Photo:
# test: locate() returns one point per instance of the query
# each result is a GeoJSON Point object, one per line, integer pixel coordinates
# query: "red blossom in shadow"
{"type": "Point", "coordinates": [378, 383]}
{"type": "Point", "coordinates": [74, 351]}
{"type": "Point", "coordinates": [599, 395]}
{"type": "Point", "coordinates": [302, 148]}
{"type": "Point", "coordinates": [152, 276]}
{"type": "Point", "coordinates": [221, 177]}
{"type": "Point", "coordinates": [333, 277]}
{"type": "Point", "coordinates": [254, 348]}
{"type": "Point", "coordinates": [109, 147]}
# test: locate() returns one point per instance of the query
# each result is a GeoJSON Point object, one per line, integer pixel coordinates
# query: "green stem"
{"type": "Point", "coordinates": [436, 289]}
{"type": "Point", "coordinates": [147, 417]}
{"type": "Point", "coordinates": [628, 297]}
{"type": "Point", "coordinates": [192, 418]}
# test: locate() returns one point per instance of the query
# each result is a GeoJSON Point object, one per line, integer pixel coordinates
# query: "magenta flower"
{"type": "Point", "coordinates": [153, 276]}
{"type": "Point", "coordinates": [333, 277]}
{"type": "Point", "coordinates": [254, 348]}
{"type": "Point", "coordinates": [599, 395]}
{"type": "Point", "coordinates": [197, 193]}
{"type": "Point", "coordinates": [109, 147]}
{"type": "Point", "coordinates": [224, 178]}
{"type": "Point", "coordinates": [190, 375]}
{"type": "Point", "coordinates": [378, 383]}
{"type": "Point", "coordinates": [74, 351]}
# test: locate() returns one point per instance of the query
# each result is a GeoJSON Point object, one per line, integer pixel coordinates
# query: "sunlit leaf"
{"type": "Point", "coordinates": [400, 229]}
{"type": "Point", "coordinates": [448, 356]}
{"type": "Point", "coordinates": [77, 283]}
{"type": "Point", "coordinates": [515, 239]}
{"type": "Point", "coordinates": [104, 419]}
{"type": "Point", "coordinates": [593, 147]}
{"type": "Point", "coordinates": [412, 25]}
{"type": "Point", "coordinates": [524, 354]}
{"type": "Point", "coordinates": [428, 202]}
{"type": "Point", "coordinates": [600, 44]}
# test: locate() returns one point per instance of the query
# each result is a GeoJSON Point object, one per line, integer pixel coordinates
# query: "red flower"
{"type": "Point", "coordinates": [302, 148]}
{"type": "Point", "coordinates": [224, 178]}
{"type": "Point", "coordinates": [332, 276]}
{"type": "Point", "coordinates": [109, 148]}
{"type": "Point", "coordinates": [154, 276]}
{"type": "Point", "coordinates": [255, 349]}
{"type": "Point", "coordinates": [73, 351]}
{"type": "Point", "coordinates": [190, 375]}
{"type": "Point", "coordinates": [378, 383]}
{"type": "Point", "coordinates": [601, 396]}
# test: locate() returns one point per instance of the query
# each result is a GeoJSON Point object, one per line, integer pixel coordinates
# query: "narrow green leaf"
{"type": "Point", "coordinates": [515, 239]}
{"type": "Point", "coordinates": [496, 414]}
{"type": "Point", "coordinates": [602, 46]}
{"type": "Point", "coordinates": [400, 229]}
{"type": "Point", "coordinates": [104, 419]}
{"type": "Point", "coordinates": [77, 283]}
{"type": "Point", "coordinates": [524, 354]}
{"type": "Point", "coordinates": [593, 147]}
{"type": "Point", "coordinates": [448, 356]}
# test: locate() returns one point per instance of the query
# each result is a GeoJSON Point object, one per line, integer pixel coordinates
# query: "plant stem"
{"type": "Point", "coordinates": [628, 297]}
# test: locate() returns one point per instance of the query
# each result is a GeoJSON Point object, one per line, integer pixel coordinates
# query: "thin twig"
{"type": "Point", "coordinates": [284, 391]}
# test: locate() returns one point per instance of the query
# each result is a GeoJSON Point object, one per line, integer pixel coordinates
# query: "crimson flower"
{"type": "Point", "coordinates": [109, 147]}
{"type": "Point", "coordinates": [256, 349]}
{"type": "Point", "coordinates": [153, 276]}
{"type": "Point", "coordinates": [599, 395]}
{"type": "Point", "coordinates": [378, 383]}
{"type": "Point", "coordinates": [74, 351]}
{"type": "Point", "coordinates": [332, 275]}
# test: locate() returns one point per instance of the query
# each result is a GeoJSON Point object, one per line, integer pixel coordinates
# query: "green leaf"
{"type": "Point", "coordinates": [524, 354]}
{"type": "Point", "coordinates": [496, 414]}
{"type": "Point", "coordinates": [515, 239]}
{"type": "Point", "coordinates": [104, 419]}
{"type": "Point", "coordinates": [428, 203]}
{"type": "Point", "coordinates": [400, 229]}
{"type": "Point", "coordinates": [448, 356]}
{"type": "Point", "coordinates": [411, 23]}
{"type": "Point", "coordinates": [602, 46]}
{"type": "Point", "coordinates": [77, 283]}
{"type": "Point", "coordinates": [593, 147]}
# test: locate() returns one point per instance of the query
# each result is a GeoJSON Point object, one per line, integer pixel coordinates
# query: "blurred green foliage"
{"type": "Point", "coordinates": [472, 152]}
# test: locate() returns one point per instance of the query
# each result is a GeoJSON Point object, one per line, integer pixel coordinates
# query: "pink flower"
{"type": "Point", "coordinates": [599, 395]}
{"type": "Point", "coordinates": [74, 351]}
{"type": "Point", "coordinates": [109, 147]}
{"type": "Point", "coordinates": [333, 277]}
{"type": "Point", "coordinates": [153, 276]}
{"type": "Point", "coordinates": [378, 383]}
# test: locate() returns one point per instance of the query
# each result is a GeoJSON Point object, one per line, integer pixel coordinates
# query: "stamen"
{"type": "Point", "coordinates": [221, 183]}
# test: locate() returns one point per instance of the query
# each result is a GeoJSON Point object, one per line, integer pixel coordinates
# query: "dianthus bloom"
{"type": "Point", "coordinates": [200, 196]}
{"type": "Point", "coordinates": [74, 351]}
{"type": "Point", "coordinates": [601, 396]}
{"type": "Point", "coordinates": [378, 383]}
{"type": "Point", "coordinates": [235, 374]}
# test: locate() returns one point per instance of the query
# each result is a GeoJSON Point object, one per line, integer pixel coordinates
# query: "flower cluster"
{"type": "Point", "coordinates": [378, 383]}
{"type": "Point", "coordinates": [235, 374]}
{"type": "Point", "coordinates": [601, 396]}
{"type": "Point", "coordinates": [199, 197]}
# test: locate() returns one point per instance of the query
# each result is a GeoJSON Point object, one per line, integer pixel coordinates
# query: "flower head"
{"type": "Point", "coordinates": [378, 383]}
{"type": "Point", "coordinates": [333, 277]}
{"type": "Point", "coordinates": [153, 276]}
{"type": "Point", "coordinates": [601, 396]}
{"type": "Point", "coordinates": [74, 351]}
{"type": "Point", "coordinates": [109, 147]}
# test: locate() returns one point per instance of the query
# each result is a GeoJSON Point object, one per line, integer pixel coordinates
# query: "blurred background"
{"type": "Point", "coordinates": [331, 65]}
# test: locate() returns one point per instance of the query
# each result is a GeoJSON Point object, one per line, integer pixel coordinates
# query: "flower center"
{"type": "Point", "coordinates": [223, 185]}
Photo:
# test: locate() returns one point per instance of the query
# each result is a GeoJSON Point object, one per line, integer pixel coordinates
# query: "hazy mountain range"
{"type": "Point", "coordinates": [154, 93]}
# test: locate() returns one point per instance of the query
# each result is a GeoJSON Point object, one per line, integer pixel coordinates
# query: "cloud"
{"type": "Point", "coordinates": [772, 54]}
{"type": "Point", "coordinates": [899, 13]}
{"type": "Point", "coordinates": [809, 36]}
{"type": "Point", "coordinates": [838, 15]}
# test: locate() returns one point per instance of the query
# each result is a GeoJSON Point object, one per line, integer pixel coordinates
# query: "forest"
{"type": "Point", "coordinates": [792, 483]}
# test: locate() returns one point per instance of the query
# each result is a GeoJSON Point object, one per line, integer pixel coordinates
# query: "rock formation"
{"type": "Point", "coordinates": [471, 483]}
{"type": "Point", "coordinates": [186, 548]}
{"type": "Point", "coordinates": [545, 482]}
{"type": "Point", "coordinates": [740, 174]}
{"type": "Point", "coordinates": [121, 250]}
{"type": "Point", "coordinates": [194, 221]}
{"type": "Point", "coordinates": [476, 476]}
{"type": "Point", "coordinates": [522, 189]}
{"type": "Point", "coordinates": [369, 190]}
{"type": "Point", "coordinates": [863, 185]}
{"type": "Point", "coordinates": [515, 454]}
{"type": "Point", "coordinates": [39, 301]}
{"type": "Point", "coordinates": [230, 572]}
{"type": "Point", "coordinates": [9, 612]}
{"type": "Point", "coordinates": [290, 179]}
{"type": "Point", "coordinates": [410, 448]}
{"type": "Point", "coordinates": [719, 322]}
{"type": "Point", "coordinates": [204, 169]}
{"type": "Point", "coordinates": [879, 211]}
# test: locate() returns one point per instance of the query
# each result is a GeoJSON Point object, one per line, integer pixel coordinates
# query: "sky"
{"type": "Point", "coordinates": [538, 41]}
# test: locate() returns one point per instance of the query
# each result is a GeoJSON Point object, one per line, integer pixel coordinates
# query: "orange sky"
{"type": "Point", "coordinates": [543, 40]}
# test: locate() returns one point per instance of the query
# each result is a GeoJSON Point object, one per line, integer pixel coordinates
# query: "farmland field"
------
**Required work**
How many lines in the entries contain the word "blurred"? Reply with the number alone.

**Full output**
2